--- Given problem ---
Reproduce the items below, swapping each "Target" for "Label" and leaving everything else unchanged.

****************************************

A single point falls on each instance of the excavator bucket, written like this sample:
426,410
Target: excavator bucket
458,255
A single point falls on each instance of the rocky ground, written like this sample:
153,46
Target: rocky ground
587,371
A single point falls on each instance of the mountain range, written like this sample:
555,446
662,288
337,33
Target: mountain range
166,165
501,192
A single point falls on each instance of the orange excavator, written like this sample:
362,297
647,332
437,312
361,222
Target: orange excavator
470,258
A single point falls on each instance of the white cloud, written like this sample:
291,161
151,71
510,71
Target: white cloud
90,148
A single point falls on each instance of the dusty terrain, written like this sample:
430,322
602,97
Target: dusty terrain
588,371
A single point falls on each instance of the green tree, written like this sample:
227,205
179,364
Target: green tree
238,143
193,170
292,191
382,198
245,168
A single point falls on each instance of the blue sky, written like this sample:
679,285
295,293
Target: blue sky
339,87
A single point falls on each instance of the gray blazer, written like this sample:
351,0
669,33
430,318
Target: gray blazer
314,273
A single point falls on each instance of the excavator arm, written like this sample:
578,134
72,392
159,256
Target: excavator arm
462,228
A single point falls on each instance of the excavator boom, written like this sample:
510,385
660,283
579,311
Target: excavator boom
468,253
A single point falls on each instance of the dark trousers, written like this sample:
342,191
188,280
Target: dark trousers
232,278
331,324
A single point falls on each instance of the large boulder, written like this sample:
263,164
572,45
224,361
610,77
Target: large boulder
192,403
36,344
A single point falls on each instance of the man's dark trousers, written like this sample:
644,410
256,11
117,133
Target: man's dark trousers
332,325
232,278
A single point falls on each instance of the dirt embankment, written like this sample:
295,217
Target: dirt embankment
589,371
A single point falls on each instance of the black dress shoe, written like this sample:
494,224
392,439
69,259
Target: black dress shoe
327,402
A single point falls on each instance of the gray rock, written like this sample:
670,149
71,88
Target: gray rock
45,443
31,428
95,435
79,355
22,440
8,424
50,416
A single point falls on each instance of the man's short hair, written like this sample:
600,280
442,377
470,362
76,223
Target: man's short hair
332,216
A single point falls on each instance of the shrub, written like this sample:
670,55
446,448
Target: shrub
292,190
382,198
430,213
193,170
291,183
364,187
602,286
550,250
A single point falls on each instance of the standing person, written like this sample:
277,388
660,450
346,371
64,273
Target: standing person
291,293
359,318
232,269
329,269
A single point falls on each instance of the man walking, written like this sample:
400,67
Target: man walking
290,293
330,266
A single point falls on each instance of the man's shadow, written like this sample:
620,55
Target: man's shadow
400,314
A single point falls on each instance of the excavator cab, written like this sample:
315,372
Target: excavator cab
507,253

****************************************

--- Full response ---
A single point falls on each instance of the excavator bucket, written like this sample:
426,410
Label: excavator bucket
458,255
A single point falls on each instance of the rocky ground, written like this sample:
153,46
Label: rocky ground
587,371
A single point falls on each instance of the mountain range, written like this sample:
555,446
662,288
337,33
Label: mountain range
166,165
501,192
A single point falls on each instance of the orange excavator, written like this sample:
362,297
647,332
437,312
361,222
Label: orange excavator
470,258
A single point falls on each instance of the white cloud, written like this sample:
291,161
151,71
510,71
Label: white cloud
90,148
A single point falls on each instance of the dusty terrain, written like this sample:
430,322
602,97
Label: dusty terrain
588,371
A single point falls on each instance of the green tree, written like this sample:
227,205
179,364
Label: green tree
238,143
193,170
292,191
382,198
245,168
A single point falls on each instance of the blue sky, written like this sample:
679,285
295,293
Label: blue sky
339,87
A single point falls on each instance of the gray blazer, written like this sample:
351,0
669,33
430,318
Label: gray blazer
314,273
A single point falls on each instance of the excavator arm, written like this sample:
578,134
72,392
159,256
Label: excavator arm
462,228
A single point falls on each instance of the excavator boom, written like this sample:
510,385
660,283
579,311
Label: excavator boom
468,253
A single point falls on each instance of the dark trousers, written like this sample:
342,191
188,280
Label: dark trousers
232,278
331,324
A single point falls on each instance of the large boulder, written like this sample:
263,164
572,45
224,361
610,77
Label: large boulder
192,403
36,344
A single point falls on each instance of the man's dark trousers, written like this sample:
644,410
256,11
117,133
Label: man's dark trousers
332,325
232,278
A single point falls on each instance of the dirt embankment, written like this sample:
295,217
Label: dirt embankment
589,371
A single point falls on each instance of the black dress shoe, written like this sample:
494,224
392,439
69,259
Label: black dress shoe
327,402
A single point falls on each instance of the gray rock, written like this sample:
670,149
71,88
Label: gray rock
45,443
31,428
95,435
79,355
22,440
8,424
50,416
A single point falls on each instance of the man's short hair, written like this sample:
600,280
442,377
470,362
76,223
Label: man's short hair
332,216
A single point falls on each instance of the shrub, written like this sample:
670,55
446,448
Label: shrub
292,190
382,198
430,213
193,170
291,183
364,187
602,286
550,250
A single point falls on each instance of the standing person, written like this sample:
277,388
660,450
346,371
64,273
Label: standing person
291,293
359,318
232,269
329,269
A single point falls on each instance of the man walking, written like this sample:
400,67
Label: man walking
290,293
330,266
A single point falls on each instance of the man's shadow, written like this sample:
620,55
Label: man's shadow
400,314
A single point falls on each instance of the excavator cab, written like this sample:
315,372
Label: excavator cab
507,253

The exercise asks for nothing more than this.